▸ **Exercise aim**
Please print all of the material below, word for word.

==*==

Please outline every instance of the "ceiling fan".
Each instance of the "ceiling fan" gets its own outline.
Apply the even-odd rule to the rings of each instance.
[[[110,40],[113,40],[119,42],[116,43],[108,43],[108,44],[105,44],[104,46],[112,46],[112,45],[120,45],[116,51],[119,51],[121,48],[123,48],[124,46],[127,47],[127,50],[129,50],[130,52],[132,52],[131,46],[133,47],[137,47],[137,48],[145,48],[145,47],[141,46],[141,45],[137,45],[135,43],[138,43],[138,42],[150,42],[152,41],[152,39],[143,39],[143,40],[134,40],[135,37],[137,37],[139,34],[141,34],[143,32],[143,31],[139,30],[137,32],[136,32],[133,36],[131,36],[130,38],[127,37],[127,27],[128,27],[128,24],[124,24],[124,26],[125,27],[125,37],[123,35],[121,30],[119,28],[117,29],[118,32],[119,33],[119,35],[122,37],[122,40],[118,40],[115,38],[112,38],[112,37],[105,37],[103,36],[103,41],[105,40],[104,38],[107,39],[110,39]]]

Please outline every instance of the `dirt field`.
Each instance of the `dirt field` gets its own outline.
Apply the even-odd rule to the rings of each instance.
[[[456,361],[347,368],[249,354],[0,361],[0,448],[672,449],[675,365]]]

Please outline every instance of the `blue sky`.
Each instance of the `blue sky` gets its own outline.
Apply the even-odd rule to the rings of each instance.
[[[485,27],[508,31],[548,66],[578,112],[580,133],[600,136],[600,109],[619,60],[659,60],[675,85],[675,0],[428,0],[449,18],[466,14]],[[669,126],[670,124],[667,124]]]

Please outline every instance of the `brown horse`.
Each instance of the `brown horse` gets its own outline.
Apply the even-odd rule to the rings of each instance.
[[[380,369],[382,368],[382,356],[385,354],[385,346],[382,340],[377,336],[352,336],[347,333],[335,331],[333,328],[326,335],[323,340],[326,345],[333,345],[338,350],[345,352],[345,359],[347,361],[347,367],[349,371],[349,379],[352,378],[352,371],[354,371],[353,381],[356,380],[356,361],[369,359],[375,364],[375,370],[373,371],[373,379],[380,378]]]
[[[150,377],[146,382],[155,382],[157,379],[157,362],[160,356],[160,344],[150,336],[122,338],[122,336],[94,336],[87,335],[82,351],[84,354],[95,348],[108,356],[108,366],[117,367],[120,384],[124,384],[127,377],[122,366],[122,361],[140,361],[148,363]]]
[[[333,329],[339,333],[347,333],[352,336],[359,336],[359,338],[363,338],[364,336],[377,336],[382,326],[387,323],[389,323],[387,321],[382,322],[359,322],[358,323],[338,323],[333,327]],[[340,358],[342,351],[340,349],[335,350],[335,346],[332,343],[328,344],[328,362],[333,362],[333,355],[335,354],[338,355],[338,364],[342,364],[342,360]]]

==*==

▸ **Task solution**
Please outline every instance of the "ceiling fan".
Each instance of the "ceiling fan" gets its own outline.
Apply the even-odd rule to the rings of each instance.
[[[110,40],[113,40],[119,42],[116,43],[108,43],[108,44],[105,44],[104,46],[112,46],[112,45],[120,45],[116,51],[119,51],[121,48],[123,48],[124,46],[127,47],[127,50],[129,50],[130,52],[132,52],[131,46],[133,47],[137,47],[137,48],[145,48],[145,47],[141,46],[141,45],[137,45],[135,43],[138,43],[138,42],[150,42],[152,41],[152,39],[143,39],[143,40],[134,40],[135,37],[137,37],[139,34],[141,34],[143,32],[143,31],[139,30],[137,32],[136,32],[133,36],[131,36],[130,38],[127,37],[127,27],[128,27],[128,24],[124,24],[124,26],[125,27],[125,37],[123,35],[121,30],[119,28],[117,29],[118,32],[119,33],[119,35],[122,37],[122,40],[118,40],[115,38],[112,38],[112,37],[105,37],[103,36],[103,41],[105,40],[104,38],[107,39],[110,39]]]

Please outline every instance of the `dirt field`.
Each instance of the `dirt field` gets its own outline.
Apply the even-odd rule to the rings of each instance.
[[[456,361],[347,368],[249,354],[0,361],[0,448],[672,449],[675,365]]]

Please outline every instance of the `blue sky`.
Each instance of the `blue sky` gets its own outline.
Apply the even-odd rule to the rings of each instance.
[[[485,27],[508,31],[548,66],[578,112],[580,133],[600,136],[600,109],[619,60],[659,60],[675,85],[675,0],[428,0],[449,18],[466,14]],[[669,126],[670,124],[667,124]]]

Please outline every instance of the `brown horse`.
Each instance of the `brown horse` gets its own outline.
Apply the even-odd rule to the rings of each instance.
[[[380,369],[382,368],[382,356],[385,354],[385,346],[382,340],[377,336],[352,336],[347,333],[335,331],[333,328],[326,335],[323,340],[326,345],[333,345],[338,350],[345,352],[345,359],[347,361],[347,367],[349,371],[349,379],[352,378],[352,371],[354,371],[353,381],[356,380],[356,361],[369,359],[375,364],[375,370],[373,371],[373,379],[380,378]]]
[[[150,377],[146,382],[155,382],[157,379],[157,362],[160,356],[160,344],[150,336],[122,338],[122,336],[94,336],[87,335],[82,351],[84,354],[95,348],[108,356],[108,366],[117,367],[120,384],[124,384],[127,377],[122,366],[122,361],[140,361],[148,363]]]
[[[333,329],[339,333],[347,333],[352,336],[359,336],[359,338],[363,338],[364,336],[377,336],[382,326],[387,323],[389,323],[387,321],[382,322],[359,322],[358,323],[338,323],[333,327]],[[340,358],[342,351],[340,349],[335,350],[335,346],[332,343],[328,344],[328,362],[333,362],[333,355],[335,354],[338,355],[338,364],[342,364],[342,360]]]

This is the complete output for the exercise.